◆ Task
Could you find each line of the data below that contains the word "target" and copy those lines?

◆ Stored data
>>>>
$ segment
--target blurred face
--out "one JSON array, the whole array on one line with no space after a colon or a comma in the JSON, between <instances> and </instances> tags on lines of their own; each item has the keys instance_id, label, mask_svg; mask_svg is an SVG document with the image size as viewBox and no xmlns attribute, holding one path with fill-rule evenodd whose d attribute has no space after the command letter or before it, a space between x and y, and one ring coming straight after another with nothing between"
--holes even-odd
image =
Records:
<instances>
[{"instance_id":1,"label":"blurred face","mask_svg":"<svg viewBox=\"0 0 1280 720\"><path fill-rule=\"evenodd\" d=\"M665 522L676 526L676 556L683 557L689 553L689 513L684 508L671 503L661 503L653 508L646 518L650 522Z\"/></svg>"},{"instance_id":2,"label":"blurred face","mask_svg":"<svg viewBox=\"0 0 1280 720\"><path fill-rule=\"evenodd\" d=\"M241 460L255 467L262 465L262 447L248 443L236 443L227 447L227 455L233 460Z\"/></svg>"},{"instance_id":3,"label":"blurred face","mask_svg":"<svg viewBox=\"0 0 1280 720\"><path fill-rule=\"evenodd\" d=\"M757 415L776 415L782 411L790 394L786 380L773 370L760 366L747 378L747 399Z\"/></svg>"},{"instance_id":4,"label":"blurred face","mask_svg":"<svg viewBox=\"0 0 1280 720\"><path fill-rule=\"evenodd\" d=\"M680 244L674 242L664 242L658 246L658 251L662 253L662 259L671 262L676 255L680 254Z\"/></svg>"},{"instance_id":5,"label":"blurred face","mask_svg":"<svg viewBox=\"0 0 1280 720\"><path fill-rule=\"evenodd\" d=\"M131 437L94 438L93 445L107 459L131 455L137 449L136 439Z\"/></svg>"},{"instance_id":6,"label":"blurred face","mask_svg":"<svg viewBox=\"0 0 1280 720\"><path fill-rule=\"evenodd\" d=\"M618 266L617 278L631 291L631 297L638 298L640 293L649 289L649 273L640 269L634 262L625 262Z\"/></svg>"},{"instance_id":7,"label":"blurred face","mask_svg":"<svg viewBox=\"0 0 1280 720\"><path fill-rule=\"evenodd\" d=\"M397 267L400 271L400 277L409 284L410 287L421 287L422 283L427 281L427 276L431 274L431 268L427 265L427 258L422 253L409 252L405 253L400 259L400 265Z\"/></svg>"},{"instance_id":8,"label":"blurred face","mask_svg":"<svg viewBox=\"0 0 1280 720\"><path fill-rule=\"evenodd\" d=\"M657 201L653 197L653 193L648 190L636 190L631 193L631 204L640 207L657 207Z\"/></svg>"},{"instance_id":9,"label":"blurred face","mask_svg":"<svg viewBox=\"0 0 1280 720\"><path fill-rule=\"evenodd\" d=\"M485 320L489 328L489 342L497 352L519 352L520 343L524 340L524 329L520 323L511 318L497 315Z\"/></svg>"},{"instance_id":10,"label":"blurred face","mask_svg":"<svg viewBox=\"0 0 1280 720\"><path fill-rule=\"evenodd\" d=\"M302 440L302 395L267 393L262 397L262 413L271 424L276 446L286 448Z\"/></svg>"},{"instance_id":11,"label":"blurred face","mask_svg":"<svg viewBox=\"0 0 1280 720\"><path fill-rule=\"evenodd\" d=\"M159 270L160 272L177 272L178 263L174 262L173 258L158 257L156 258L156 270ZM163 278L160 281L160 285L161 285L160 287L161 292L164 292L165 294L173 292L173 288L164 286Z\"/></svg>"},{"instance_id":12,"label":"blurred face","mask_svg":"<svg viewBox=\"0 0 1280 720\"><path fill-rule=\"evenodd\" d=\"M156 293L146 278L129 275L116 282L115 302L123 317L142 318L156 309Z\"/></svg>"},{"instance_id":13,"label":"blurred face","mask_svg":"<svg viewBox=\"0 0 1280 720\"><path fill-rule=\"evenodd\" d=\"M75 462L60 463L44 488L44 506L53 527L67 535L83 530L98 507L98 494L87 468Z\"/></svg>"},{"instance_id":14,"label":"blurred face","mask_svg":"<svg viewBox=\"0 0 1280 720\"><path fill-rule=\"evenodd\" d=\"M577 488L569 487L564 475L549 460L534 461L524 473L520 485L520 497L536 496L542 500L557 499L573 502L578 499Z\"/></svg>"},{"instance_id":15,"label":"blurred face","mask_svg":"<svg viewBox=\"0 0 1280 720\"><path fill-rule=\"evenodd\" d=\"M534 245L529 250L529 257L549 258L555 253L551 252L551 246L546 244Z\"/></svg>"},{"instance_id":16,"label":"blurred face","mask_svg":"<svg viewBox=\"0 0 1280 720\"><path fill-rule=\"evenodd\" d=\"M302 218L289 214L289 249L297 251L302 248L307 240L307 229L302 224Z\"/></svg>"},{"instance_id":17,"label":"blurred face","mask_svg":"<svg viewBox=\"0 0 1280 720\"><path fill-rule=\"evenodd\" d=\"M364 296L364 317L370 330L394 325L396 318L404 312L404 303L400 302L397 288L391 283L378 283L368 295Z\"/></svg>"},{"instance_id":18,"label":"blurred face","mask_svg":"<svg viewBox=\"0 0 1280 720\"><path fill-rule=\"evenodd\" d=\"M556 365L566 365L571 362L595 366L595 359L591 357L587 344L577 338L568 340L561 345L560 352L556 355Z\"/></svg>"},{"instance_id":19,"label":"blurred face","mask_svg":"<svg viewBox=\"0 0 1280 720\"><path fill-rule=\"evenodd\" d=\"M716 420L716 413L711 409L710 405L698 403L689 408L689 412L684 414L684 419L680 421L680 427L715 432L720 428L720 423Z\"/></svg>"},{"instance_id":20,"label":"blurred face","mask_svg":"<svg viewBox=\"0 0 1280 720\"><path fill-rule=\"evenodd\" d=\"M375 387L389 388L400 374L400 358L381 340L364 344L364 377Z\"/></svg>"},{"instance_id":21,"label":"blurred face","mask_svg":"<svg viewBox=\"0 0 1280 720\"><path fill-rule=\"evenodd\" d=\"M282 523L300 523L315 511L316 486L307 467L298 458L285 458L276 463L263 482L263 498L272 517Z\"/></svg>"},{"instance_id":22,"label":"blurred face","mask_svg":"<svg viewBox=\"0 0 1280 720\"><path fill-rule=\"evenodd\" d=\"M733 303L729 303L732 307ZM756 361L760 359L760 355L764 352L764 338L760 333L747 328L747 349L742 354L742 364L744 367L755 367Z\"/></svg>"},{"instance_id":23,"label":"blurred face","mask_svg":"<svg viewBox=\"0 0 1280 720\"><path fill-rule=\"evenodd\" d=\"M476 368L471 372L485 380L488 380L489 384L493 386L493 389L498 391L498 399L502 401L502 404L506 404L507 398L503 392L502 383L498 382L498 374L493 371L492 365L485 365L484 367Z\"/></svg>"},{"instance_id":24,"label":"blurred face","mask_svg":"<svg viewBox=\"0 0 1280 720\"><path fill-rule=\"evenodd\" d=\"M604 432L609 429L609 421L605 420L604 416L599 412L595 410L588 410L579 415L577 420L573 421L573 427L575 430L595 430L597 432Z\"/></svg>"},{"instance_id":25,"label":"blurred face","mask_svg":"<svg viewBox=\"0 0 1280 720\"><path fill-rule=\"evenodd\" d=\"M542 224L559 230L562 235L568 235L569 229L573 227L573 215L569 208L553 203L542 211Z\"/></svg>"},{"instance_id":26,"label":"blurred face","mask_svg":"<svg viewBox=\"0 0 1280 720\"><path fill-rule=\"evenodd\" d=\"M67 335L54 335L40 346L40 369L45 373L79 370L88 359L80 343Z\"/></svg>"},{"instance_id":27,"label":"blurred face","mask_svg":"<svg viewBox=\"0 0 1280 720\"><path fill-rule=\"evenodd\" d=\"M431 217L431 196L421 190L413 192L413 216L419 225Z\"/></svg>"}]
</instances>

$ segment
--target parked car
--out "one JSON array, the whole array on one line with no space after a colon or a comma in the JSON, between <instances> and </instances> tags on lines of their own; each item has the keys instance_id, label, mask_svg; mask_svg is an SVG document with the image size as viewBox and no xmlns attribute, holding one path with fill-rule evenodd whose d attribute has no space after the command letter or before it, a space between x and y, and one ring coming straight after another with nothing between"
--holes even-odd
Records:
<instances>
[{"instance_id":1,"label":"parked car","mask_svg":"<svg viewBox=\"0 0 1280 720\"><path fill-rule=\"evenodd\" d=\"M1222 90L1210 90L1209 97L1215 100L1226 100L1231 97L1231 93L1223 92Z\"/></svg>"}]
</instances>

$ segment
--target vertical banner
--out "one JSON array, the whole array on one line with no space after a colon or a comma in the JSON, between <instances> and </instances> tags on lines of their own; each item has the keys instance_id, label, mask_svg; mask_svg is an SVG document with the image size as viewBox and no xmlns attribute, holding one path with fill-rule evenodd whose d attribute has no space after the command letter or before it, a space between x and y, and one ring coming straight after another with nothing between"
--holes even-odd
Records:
<<<<
>>>>
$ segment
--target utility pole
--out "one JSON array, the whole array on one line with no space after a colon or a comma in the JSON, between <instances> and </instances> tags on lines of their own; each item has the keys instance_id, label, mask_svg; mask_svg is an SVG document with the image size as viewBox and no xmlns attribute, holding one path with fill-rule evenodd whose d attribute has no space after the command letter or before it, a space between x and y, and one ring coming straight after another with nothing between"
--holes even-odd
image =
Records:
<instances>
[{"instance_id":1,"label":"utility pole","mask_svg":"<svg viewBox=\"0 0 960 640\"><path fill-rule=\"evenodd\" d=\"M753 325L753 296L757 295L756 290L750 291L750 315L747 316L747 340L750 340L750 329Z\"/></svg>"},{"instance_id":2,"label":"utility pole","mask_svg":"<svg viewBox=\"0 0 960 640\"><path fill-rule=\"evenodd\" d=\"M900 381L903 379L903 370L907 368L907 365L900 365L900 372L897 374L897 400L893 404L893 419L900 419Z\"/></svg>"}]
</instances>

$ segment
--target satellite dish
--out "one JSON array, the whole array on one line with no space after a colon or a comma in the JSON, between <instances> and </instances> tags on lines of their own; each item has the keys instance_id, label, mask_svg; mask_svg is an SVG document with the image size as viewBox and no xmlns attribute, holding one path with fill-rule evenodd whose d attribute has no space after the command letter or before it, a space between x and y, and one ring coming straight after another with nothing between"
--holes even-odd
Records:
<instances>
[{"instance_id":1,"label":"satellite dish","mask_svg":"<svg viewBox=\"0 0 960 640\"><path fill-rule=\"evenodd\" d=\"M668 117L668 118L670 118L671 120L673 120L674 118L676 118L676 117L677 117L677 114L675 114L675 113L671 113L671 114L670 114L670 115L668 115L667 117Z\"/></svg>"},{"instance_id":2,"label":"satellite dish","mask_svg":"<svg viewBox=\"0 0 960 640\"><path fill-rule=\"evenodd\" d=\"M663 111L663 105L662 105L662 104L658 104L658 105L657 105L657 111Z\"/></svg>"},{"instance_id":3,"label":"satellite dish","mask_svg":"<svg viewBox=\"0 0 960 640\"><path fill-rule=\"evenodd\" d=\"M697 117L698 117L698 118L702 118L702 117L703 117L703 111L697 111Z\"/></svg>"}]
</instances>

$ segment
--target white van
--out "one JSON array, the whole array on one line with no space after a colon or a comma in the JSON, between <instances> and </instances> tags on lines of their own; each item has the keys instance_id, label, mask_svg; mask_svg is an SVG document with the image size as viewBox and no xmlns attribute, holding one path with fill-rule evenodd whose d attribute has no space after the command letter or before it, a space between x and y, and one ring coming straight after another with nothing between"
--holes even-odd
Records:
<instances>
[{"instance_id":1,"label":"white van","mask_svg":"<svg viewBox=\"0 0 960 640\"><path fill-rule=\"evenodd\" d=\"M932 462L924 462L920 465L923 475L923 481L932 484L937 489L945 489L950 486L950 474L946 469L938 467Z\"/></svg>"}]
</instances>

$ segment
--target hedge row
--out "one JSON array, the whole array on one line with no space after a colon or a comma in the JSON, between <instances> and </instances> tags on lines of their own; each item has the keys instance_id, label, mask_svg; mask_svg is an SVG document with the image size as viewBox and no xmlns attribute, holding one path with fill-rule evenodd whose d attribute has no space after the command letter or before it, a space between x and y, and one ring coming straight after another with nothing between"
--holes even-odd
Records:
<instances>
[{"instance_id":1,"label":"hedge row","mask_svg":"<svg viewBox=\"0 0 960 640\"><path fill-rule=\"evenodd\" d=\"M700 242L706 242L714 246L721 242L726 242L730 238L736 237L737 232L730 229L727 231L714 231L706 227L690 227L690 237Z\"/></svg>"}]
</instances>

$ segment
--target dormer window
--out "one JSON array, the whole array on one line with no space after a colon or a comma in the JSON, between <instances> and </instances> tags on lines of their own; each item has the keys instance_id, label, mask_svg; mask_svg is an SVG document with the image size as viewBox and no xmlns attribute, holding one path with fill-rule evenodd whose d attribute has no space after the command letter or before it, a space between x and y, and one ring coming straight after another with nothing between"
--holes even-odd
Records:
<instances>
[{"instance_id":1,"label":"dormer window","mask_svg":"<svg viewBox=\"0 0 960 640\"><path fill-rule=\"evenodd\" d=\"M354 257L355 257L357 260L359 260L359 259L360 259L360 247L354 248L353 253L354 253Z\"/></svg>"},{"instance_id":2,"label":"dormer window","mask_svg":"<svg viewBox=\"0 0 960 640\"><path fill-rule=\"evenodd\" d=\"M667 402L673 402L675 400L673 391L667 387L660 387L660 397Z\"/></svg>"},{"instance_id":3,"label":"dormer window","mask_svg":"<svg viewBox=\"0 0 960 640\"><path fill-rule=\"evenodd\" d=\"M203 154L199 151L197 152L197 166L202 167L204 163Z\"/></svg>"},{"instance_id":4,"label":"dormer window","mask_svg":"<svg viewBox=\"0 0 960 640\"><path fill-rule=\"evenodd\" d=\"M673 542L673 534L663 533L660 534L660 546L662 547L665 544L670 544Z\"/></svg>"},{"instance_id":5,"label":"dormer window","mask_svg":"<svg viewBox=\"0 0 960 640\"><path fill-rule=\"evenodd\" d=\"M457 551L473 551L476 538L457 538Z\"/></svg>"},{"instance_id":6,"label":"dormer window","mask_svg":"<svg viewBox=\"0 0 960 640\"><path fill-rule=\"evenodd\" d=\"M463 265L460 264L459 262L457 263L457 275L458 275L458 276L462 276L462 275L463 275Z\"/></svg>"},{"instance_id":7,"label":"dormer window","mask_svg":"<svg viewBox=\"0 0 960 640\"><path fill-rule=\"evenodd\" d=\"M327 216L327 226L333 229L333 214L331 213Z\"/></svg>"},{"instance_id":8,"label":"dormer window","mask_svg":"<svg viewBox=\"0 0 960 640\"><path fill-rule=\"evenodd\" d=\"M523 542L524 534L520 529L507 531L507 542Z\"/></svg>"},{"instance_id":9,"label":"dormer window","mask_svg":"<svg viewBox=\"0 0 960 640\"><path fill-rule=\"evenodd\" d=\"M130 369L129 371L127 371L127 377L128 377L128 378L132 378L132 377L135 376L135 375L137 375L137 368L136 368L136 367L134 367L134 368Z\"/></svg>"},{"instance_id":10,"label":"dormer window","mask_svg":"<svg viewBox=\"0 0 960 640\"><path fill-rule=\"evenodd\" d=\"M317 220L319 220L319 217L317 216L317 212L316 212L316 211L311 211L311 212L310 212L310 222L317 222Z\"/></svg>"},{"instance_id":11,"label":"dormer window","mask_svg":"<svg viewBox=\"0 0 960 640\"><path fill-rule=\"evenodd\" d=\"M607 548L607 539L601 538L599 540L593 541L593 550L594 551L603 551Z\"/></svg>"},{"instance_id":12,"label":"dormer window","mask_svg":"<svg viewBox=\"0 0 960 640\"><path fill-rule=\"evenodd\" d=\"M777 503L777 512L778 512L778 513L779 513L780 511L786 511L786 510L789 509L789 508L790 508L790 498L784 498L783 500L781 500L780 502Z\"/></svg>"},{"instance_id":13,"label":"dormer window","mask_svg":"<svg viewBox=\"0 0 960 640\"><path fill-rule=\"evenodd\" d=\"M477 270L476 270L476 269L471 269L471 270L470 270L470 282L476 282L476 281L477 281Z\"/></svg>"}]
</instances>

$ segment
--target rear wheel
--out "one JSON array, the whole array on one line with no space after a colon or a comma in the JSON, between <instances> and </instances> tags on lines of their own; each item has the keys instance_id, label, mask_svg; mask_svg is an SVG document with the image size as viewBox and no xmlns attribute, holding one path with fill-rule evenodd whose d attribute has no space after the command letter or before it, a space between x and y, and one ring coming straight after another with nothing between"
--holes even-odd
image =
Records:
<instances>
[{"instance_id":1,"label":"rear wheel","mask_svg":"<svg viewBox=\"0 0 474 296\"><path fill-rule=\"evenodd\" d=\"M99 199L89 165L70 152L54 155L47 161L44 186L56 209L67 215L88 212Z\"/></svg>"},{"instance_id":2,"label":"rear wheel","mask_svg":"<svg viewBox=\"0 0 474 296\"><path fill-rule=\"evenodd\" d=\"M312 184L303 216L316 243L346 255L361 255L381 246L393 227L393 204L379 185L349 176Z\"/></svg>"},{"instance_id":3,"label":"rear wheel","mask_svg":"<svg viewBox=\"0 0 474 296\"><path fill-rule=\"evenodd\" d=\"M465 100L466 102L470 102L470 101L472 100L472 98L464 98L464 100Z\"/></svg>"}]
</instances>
<<<<
◆ Exercise answer
--target blurred face
--target parked car
--target vertical banner
--target utility pole
--target satellite dish
--target white van
--target hedge row
--target dormer window
--target rear wheel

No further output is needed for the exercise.